-- begin Records for this exercise --

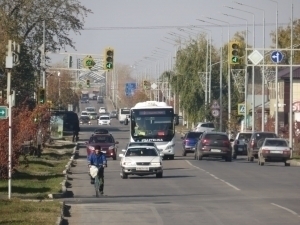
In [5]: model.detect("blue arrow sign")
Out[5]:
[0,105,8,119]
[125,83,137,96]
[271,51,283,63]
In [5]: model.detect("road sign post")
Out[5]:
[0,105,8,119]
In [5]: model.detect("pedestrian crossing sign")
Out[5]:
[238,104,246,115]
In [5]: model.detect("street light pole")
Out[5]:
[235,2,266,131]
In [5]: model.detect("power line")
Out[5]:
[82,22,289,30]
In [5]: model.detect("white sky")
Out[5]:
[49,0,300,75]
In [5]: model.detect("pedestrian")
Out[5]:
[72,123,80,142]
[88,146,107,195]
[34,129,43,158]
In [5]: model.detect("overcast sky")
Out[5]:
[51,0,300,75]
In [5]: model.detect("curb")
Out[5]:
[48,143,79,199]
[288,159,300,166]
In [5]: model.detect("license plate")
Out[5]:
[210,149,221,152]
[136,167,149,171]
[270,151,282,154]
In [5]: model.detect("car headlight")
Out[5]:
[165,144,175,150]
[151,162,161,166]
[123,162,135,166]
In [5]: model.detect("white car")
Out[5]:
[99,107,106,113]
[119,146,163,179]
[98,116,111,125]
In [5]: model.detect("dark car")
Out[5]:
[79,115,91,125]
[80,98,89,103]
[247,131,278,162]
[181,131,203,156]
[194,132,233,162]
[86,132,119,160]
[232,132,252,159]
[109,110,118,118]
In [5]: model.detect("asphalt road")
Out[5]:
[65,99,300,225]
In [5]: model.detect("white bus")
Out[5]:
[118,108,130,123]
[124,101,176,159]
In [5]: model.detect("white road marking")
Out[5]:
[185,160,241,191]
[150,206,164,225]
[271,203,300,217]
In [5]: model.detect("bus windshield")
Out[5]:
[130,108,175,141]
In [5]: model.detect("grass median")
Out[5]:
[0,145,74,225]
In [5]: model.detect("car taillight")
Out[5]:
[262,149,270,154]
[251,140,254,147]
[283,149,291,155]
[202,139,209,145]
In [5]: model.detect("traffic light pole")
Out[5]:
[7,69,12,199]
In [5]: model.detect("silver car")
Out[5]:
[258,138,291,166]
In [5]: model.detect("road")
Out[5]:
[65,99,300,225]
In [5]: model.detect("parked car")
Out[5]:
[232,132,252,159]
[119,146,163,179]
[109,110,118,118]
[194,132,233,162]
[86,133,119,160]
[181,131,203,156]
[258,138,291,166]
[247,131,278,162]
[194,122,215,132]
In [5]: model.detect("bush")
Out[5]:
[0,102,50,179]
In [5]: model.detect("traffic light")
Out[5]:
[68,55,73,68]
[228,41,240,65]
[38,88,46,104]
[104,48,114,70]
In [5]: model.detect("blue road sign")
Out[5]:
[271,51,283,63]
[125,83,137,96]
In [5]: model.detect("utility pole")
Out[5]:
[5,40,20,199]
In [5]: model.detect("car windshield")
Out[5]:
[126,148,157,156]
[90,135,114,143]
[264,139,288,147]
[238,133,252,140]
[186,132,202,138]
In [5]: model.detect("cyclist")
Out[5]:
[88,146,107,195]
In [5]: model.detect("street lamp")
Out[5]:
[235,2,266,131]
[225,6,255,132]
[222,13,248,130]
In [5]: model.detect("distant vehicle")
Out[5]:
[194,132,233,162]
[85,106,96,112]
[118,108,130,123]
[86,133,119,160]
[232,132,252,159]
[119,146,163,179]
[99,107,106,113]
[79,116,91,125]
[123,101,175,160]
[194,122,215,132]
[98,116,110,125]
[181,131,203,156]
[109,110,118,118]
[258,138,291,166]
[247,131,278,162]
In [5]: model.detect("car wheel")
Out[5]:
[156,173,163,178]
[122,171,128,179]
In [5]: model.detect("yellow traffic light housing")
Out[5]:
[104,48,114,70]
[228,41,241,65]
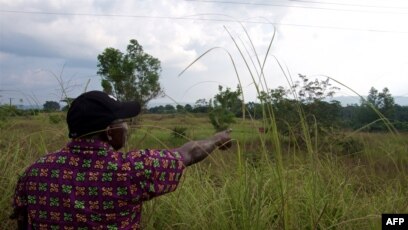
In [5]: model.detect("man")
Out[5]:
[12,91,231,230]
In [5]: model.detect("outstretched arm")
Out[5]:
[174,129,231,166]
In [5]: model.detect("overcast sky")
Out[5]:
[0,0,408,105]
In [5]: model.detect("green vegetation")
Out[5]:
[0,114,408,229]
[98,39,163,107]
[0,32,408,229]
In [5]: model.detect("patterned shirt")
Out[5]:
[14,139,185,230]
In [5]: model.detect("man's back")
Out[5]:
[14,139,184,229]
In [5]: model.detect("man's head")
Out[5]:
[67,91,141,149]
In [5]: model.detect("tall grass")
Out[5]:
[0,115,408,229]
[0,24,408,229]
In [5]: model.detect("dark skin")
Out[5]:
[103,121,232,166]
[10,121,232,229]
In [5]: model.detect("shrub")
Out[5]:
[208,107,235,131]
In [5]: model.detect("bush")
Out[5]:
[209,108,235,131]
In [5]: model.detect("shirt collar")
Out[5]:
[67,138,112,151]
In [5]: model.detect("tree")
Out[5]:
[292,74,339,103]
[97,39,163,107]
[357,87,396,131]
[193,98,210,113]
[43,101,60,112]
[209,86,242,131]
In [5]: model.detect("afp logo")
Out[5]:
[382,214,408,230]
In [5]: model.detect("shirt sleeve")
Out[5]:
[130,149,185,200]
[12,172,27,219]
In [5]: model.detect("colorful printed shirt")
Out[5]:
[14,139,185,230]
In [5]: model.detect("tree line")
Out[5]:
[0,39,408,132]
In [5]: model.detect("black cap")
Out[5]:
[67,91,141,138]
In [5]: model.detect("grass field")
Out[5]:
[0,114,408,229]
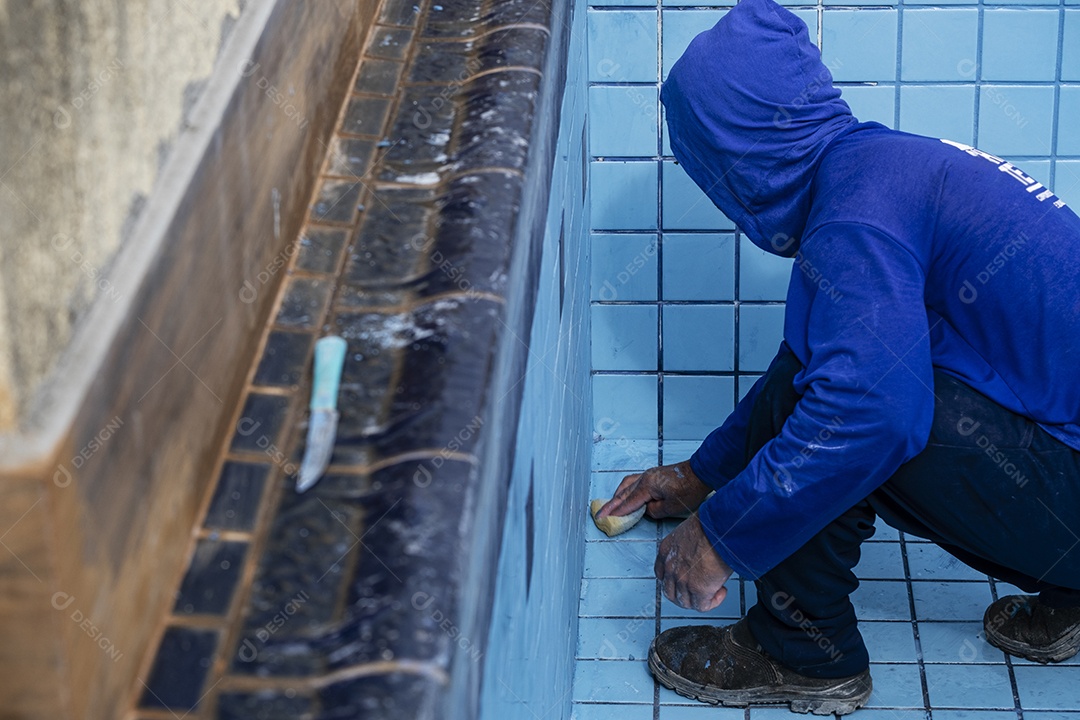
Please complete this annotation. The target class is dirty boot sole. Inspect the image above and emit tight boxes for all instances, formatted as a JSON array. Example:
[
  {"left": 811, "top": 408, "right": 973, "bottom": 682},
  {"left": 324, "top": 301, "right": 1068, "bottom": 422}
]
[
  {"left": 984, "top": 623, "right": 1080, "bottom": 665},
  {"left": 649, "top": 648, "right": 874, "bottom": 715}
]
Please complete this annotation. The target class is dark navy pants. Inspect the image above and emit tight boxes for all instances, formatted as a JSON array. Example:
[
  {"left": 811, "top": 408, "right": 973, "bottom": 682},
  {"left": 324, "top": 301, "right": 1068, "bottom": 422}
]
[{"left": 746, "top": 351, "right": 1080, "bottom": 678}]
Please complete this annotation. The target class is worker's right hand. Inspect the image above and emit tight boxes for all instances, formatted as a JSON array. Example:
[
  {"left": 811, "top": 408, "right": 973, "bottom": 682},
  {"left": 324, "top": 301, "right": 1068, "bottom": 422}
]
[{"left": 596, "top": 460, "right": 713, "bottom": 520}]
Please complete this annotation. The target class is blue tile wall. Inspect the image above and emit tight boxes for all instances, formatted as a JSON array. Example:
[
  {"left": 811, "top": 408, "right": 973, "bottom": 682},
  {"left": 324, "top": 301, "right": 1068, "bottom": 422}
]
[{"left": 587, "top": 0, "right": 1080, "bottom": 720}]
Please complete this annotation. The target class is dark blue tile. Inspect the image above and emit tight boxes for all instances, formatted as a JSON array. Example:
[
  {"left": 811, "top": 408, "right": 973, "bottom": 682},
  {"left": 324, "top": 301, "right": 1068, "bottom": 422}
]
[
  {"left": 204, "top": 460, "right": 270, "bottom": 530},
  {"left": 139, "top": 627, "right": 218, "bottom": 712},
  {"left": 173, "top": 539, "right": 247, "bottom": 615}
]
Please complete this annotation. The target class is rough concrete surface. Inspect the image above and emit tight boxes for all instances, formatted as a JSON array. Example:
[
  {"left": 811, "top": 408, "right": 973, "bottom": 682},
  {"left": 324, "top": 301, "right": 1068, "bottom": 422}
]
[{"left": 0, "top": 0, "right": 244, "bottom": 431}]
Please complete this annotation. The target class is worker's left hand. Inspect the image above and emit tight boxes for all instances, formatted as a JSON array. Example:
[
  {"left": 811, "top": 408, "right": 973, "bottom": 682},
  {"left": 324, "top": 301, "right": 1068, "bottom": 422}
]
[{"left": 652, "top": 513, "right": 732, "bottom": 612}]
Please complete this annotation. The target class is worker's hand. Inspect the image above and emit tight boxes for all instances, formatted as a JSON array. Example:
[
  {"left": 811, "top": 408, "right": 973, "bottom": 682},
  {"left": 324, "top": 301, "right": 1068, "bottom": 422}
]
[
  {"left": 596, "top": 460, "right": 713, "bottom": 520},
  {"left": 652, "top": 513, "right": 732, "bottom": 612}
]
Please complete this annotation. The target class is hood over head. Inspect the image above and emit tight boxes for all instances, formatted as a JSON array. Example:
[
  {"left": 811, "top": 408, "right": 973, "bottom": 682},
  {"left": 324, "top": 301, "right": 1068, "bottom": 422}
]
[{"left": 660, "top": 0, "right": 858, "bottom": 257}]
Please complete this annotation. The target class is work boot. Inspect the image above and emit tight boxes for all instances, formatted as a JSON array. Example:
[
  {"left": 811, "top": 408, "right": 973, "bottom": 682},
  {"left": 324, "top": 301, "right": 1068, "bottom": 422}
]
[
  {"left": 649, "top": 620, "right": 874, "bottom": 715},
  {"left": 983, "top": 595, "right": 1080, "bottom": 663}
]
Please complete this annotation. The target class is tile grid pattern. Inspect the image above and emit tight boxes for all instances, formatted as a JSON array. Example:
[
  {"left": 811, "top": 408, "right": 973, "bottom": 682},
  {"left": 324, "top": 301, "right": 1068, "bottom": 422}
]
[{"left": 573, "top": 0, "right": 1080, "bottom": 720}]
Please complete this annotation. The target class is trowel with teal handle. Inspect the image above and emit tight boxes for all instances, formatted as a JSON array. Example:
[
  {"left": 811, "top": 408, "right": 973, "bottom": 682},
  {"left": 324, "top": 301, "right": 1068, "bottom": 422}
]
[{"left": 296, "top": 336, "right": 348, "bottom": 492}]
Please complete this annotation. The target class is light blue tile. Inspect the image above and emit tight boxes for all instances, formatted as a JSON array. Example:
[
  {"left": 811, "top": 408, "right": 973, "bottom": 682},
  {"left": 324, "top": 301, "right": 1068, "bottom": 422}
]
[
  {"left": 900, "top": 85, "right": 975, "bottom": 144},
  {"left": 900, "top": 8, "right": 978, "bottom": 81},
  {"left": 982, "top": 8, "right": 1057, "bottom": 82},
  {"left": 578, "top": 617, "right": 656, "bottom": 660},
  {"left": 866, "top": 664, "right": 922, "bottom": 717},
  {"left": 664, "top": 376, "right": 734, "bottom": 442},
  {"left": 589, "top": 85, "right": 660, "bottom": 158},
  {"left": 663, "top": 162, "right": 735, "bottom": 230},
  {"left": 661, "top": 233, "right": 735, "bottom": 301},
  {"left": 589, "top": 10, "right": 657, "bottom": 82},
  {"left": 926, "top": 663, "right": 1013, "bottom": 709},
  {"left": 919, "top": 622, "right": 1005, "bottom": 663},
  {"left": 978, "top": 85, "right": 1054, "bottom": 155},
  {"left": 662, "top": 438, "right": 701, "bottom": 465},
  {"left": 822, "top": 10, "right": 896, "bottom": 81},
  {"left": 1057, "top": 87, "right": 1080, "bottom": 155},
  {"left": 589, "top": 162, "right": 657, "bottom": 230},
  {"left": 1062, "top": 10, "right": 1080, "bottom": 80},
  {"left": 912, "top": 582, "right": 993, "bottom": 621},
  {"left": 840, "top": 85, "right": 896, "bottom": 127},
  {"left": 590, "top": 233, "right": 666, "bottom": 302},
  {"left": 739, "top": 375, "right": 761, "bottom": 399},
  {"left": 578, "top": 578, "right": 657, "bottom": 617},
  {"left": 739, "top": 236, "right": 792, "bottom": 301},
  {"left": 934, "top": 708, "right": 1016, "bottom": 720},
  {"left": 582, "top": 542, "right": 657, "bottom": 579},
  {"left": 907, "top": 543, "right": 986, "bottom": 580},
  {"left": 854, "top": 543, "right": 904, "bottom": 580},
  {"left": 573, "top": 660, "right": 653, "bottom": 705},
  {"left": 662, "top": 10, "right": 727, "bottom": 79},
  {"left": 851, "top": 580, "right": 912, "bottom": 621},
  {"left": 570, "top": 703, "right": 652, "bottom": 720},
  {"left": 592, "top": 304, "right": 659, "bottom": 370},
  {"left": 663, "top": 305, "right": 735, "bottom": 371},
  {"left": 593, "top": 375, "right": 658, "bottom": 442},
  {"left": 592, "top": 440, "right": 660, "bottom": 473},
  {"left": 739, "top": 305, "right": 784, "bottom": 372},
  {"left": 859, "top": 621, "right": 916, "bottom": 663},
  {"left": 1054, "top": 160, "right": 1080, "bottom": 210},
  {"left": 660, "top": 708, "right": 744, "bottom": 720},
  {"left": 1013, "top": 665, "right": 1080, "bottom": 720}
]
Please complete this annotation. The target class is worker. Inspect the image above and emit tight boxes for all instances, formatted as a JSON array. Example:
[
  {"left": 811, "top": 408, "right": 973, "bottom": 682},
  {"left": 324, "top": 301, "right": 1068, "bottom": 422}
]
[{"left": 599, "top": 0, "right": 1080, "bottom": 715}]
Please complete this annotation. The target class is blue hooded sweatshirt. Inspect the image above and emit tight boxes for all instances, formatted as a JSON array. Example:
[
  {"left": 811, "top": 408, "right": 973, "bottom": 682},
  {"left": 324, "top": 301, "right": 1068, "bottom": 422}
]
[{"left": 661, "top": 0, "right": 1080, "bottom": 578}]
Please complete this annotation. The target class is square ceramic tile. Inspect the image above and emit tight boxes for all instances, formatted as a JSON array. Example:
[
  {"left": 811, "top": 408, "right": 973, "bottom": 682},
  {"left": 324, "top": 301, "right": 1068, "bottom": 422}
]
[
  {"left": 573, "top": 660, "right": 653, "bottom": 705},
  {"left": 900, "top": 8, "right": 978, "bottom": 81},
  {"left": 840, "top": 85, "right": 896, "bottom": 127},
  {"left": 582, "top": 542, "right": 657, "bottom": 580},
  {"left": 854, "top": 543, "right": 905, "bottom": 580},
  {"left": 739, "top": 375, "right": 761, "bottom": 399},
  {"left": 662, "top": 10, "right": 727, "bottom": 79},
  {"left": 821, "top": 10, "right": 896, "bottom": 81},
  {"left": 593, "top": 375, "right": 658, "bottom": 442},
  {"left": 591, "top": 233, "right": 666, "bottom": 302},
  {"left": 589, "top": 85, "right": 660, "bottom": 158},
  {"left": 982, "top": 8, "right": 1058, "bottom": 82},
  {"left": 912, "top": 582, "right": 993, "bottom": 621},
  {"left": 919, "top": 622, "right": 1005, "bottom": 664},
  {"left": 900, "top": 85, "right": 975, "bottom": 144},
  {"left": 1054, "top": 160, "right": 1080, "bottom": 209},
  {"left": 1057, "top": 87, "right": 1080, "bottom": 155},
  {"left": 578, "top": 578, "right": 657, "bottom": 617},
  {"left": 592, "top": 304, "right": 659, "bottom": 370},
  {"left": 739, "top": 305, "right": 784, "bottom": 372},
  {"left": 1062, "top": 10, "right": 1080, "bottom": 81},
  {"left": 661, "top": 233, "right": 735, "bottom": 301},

-- end Records for this exercise --

Exercise instructions:
Copy the rows word for word, from the start up to and including the line with "[123,162,135,166]". Leave the pictures out.

Worked solution:
In [5]: model.detect("blue arrow sign")
Out[5]:
[0,105,8,119]
[125,83,137,96]
[271,51,283,63]
In [5]: model.detect("road sign post")
Out[5]:
[0,105,8,119]
In [5]: model.detect("pedestrian crossing sign")
Out[5]:
[238,104,246,115]
In [5]: model.detect("street light pole")
Out[5]:
[235,2,266,131]
In [5]: model.detect("power line")
Out[5]:
[82,22,289,30]
In [5]: model.detect("white sky")
Out[5]:
[49,0,300,75]
In [5]: model.detect("pedestrian")
Out[5]:
[72,123,80,142]
[88,146,107,195]
[34,129,43,158]
In [5]: model.detect("overcast sky")
Out[5]:
[51,0,300,75]
In [5]: model.detect("curb")
Out[5]:
[48,143,79,199]
[288,159,300,166]
In [5]: model.detect("license plate")
Out[5]:
[210,149,221,152]
[136,167,149,171]
[270,151,282,154]
In [5]: model.detect("car headlight")
Out[5]:
[165,144,175,150]
[151,162,161,166]
[123,162,135,166]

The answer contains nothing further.